QUOTED PASSAGE Start Marker
Straightness training consists of gymnastic exercises such as shoulder-in, haunches-in and the derived exercises like renvers, half-pass and pirouette. These exercises ensure the horse to develop symmetrically in body and limbs and prepare the horse for collection.
When performing these exercises the essence must be well observed:
- The center of balance must be in the right place in the body
- The hind legs must step under the correct center of balance to be able to take weight
- Which results in a lifting of the fore hand and freely moving shoulders
Side movements without essence
Examples in which the essence gets lost are a shoulder-in or haunches-in which are performed too much sideways or a half-pass which is performed with a straight body and/or the hind-quarters leading,
If the essence is gone the hind legs cannot do their job properly because they cannot step under the center of balance: The hind legs will step behind the center of balance or push against it and you will notice that immediately in the front.
What you experience in the ‘front’ has its cause in the ‘back’
If side movements are performed without essence, this will manifests itself directly in the head and neck posture of the horse:
Also the following symptoms may occur:
- He doesn’t want to be ‘on the bit’ during the side movement
- The horses won’t yield anymore on the slightest closing of the hand
- His underneck tightens
- He gets harder and harder in the mouth
- And a variety of other disturbances in the ‘front’ may occurs
Side movements with essence
A horse that does the exercises with essence:
- Uses his body and hind legs properly
- and will move ‘uphill’
- and lengthen his neck
- and his shoulders are moving freely forward.
Without essence With essence
So if you have problems in the ‘front’, don’t search for the solution in the mouth, the neck of the head of the horse, but ensure a better use of the hindquarters.
And be careful with riding the ‘names’ of the exercises instead of the ‘essences’:
- Don’t ride just a ‘shoulder-in’, but make sure the inside hind leg takes weight, so that the outside shoulder is lifted and gets more freedom.
- Don’t ride just a ‘half-pass’, but make sure both hind legs are stepping under the center of balance, taking the weight, so the horse remains uphill throughout the diagonal and continuous feels light in the front.
QUOTED PASSAGE End Marker
ENTRIES SHOWN Start Marker
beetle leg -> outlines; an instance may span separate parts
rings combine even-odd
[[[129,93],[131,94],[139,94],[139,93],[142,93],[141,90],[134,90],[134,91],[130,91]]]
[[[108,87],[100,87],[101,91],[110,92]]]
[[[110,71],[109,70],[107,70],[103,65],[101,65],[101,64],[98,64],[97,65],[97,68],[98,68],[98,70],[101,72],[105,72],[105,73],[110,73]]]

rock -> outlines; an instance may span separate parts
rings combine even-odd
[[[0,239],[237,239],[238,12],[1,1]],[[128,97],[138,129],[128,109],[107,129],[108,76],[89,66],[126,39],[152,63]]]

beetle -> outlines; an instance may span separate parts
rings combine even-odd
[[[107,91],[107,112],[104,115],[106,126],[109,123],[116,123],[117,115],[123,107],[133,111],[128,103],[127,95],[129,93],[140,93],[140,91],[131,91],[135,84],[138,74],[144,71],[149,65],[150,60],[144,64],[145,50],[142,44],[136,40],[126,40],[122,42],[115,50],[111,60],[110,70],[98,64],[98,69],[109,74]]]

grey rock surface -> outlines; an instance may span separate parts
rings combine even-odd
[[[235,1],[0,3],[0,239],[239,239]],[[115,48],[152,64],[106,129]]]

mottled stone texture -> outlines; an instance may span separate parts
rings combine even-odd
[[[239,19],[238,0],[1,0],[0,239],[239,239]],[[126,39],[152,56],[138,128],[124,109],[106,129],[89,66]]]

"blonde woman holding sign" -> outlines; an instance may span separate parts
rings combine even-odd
ENTRIES SHOWN End Marker
EXERCISE A: According to the text on straightness training, which exercises are derived from shoulder-in and haunches-in?
EXERCISE B: Return the part of the text on straightness training that opens with the words containing "What you experience" and closes with "moving freely forward.".
The segmentation mask data is separate material, unrelated to the text on straightness training.

EXERCISE RESULT A: Renvers, half-pass and pirouette.

EXERCISE RESULT B:
What you experience in the ‘front’ has its cause in the ‘back’
If side movements are performed without essence, this will manifests itself directly in the head and neck posture of the horse:
Also the following symptoms may occur:
- He doesn’t want to be ‘on the bit’ during the side movement
- The horses won’t yield anymore on the slightest closing of the hand
- His underneck tightens
- He gets harder and harder in the mouth
- And a variety of other disturbances in the ‘front’ may occurs
Side movements with essence
A horse that does the exercises with essence:
- Uses his body and hind legs properly
- and will move ‘uphill’
- and lengthen his neck
- and his shoulders are moving freely forward.